(TASK MATERIAL):
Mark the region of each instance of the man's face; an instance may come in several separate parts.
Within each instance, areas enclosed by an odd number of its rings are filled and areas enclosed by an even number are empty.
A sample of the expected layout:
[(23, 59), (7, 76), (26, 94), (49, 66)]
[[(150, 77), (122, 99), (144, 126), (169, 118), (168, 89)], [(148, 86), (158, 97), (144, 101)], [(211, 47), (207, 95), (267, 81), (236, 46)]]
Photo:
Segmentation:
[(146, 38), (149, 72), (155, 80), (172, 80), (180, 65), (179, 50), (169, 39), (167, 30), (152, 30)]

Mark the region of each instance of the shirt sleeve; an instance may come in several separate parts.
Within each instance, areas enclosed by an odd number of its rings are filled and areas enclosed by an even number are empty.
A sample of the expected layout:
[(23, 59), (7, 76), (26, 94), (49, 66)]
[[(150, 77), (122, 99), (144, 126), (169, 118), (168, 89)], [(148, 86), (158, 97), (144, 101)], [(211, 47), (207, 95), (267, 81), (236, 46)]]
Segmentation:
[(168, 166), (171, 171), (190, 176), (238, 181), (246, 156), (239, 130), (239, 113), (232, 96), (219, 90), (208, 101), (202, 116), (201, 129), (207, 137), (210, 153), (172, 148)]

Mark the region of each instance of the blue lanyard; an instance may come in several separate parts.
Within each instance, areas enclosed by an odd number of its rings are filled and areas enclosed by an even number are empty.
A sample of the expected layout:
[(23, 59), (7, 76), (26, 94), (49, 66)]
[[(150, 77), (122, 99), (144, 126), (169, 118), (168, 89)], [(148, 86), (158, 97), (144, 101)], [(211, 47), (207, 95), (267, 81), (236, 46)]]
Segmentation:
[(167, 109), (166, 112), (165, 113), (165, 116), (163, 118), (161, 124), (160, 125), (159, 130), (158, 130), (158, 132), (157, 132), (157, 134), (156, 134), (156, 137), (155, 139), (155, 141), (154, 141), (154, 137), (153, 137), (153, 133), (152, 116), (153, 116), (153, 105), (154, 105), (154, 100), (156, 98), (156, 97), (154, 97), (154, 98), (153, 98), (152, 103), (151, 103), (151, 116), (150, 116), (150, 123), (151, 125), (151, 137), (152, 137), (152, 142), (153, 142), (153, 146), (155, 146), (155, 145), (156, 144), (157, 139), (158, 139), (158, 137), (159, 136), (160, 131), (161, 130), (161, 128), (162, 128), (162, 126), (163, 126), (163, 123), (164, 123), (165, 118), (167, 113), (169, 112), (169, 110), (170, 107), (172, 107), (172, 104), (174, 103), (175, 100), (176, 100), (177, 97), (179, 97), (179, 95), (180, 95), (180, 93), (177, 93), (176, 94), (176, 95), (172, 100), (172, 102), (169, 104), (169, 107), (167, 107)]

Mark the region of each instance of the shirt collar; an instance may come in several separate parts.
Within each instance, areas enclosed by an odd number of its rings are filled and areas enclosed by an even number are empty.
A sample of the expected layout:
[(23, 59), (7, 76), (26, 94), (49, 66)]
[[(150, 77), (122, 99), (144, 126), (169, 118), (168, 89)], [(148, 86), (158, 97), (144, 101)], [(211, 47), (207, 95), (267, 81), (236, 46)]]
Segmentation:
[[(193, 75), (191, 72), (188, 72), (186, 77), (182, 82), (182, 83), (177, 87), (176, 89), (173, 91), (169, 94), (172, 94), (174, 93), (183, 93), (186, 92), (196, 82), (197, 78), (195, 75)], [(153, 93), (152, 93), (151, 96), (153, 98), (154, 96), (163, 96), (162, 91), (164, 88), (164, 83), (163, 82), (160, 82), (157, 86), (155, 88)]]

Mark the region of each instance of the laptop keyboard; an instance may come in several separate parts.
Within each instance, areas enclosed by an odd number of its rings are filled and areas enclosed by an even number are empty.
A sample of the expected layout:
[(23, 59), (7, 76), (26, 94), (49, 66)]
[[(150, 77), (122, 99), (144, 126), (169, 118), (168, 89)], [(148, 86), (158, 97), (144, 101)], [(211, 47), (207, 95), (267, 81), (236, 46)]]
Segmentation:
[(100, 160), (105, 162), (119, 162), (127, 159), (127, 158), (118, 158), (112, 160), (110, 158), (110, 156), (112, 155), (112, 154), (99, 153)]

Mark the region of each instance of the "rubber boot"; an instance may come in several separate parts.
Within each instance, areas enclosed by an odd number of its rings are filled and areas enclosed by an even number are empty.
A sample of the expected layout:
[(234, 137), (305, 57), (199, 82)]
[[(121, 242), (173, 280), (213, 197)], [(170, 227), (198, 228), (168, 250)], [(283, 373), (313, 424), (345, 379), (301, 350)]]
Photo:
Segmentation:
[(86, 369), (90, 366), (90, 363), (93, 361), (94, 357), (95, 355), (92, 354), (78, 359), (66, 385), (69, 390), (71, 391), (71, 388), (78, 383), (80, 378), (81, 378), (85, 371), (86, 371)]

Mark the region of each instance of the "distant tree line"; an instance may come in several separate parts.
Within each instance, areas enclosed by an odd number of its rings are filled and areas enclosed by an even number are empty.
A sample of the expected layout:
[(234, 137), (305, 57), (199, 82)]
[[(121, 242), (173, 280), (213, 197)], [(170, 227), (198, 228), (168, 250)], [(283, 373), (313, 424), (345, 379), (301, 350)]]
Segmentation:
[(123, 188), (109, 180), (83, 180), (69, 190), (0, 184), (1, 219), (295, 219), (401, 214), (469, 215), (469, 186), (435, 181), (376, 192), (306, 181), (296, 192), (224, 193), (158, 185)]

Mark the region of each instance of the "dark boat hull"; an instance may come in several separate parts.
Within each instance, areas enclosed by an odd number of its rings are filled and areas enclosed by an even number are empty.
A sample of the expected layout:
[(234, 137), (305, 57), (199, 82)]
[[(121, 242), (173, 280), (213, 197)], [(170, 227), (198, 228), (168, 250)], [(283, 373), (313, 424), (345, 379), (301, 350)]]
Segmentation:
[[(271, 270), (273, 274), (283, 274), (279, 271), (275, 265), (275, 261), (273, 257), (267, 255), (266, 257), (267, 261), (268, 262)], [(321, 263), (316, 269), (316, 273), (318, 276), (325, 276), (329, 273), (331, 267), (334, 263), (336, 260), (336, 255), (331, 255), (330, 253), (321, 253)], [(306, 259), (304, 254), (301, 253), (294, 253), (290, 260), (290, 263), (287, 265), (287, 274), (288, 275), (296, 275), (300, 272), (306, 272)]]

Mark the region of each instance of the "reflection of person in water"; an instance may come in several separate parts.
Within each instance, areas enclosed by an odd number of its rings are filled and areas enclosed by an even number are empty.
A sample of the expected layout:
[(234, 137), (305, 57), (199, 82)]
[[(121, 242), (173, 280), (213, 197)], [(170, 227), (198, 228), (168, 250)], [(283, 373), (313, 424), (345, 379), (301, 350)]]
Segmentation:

(GIVEN REQUEST):
Shift every coordinate in the answers up by 83 and write out again all of the data from its start to the line with "153), (172, 148)]", both included, with every other line reproduced unchanged.

(WRITTEN RESPONSE):
Mark the region of each instance of the man's face; an instance may come in several separate parts.
Within each instance, areas enclosed by an odd number of its rings are filled and areas enclosed by an even number are empty.
A sample of the expected layout:
[(23, 59), (7, 76), (26, 94), (49, 66)]
[[(150, 77), (122, 99), (144, 126), (169, 118), (168, 89)], [(148, 86), (158, 97), (144, 101)], [(211, 47), (207, 95), (267, 81), (236, 46)]]
Photo:
Segmentation:
[(229, 121), (232, 155), (238, 163), (255, 163), (263, 148), (262, 133), (252, 122), (250, 113), (235, 113)]

Mark the region of each instance of the shirt sleeve; an instance may come in several separate parts.
Within each instance, areas enclosed by an odd number of its rings are filled and areas enclosed by an even number are empty.
A sample of the expected layout:
[(23, 59), (7, 76), (26, 94), (49, 66)]
[[(150, 77), (122, 99), (144, 126), (169, 118), (168, 89)], [(148, 86), (158, 97), (144, 101)], [(211, 47), (207, 95), (267, 81), (236, 46)]]
Segmentation:
[(251, 249), (254, 254), (273, 259), (321, 264), (329, 239), (322, 213), (322, 196), (315, 179), (302, 173), (291, 184), (285, 199), (284, 212), (290, 220), (293, 236), (255, 231)]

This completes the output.